▶ **What the task asks**
Please count how many lines of the records contain the word "resolution", treating uppercase and lowercase as different, and give only that number.

▶ **Collection entries**
--------

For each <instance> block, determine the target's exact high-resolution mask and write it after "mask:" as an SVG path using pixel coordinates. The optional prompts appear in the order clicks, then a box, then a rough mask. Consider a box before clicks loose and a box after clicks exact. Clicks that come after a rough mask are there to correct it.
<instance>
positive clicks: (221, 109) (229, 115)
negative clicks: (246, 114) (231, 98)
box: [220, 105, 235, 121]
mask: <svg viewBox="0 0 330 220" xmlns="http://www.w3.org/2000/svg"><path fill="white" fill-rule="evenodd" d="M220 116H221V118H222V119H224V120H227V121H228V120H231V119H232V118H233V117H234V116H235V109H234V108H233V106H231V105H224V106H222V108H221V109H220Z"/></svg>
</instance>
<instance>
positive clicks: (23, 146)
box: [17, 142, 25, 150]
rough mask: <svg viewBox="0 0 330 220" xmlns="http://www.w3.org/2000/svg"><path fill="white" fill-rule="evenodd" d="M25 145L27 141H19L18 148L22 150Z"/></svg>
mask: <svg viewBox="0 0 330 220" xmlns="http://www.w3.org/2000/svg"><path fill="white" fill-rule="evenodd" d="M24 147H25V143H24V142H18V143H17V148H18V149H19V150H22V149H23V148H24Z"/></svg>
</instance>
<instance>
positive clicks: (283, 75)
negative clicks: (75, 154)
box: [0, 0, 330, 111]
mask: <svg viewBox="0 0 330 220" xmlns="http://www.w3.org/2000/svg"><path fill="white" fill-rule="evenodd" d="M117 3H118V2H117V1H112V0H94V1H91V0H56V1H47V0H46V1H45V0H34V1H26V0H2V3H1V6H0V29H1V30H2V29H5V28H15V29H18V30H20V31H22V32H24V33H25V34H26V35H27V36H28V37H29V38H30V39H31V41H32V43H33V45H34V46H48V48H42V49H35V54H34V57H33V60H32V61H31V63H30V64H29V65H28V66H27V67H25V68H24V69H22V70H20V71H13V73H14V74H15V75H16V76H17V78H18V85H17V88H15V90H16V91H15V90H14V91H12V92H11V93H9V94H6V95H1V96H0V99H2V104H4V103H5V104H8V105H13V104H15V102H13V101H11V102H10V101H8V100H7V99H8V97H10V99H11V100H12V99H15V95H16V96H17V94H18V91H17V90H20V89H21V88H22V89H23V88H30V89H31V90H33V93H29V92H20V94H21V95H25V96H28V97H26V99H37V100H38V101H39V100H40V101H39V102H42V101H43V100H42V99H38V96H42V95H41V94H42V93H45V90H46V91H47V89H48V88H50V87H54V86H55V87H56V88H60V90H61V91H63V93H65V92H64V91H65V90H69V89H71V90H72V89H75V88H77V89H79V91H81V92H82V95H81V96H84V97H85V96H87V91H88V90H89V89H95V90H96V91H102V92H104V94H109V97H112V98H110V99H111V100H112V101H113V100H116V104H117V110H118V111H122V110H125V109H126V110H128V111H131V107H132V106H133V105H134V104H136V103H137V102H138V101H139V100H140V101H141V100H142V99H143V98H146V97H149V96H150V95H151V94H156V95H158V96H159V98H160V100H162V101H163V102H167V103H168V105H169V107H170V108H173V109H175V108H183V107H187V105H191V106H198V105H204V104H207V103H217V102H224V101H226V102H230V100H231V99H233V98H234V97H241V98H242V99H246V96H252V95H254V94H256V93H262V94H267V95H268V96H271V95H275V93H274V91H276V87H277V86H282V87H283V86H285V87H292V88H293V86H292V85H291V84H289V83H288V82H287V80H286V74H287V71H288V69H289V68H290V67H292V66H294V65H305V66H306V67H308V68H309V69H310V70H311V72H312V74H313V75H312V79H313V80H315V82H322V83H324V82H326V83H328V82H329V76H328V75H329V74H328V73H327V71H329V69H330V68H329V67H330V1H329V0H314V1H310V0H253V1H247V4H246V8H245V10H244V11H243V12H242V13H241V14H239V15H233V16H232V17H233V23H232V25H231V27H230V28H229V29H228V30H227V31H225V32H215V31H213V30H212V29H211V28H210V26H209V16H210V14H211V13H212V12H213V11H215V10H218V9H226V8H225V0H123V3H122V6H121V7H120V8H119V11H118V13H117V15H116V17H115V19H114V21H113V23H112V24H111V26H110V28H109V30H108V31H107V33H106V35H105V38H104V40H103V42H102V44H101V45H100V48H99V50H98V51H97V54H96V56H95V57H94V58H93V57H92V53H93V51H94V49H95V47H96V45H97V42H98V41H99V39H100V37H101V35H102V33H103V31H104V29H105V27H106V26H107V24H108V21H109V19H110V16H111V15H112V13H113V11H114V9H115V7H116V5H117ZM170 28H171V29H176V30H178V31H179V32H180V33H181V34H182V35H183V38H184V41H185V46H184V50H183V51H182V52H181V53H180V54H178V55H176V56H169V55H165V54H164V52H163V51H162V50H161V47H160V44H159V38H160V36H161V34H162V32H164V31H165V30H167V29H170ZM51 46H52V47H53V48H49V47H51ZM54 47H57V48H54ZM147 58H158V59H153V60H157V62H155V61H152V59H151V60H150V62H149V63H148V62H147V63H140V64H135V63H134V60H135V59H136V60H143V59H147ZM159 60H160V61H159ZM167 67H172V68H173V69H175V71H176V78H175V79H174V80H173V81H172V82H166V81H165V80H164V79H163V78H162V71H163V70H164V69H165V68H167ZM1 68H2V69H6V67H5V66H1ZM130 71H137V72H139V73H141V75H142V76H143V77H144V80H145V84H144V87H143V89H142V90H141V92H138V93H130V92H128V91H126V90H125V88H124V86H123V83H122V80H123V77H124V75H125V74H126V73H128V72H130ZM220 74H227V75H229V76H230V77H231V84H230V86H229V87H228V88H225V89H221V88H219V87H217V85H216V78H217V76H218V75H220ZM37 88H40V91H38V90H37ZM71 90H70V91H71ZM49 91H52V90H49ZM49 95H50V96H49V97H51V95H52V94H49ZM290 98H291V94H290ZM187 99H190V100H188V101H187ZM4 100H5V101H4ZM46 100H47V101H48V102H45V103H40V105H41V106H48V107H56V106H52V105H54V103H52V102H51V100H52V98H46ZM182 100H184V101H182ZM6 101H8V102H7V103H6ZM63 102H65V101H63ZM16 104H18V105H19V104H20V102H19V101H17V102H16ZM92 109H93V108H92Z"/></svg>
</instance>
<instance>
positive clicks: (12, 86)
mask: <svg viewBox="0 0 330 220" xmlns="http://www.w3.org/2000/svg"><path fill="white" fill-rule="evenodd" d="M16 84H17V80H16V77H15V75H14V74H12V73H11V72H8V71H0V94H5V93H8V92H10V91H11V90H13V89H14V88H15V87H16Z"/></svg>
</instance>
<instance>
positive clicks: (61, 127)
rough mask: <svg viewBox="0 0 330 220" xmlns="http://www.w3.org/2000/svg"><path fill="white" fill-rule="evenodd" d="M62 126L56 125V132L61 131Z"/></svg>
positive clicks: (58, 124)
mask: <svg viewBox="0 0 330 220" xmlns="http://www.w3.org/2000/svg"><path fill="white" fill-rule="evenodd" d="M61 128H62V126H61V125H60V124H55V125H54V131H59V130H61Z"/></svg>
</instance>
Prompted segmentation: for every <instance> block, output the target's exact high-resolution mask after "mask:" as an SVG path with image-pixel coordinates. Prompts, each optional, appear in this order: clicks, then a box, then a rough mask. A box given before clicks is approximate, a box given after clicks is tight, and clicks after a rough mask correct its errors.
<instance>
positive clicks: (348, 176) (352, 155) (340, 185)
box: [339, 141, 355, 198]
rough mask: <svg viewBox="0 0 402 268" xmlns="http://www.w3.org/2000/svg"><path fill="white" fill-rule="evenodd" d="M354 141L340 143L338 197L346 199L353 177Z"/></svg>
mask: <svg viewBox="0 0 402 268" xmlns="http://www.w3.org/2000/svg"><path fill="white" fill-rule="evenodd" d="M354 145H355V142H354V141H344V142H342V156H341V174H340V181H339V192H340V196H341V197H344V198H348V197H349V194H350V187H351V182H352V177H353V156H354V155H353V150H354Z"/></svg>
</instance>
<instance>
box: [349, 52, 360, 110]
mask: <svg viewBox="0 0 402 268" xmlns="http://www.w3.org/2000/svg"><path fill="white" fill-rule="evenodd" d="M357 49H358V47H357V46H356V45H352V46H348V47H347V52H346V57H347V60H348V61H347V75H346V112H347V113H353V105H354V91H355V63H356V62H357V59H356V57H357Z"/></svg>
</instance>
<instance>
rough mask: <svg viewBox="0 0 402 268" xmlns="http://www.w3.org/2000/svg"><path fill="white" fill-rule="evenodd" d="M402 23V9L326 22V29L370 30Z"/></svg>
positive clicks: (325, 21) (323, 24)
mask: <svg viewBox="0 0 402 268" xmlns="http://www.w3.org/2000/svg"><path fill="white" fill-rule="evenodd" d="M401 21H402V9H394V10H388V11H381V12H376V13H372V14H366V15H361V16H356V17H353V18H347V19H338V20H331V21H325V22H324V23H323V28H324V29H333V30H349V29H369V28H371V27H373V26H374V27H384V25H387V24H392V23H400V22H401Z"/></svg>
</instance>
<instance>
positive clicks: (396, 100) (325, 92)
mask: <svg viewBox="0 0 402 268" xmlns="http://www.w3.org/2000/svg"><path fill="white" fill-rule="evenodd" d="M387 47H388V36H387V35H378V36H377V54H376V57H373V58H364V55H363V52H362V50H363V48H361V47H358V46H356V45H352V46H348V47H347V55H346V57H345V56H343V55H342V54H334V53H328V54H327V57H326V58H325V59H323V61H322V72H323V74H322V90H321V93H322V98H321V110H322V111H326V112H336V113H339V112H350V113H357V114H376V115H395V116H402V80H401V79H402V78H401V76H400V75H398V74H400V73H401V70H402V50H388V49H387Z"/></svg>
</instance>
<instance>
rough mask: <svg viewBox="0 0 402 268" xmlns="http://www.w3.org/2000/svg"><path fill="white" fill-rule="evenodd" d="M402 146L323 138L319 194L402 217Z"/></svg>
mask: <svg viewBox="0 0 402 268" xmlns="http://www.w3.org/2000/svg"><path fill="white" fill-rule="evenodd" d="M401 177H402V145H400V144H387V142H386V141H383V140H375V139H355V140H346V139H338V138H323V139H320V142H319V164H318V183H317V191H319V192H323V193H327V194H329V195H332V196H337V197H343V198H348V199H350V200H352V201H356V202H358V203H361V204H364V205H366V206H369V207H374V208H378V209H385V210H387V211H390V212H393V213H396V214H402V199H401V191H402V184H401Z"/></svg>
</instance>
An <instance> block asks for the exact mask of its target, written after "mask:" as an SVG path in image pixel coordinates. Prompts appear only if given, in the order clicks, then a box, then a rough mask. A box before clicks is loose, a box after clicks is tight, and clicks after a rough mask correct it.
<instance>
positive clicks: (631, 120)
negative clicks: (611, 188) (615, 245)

--------

▶ **Your response**
2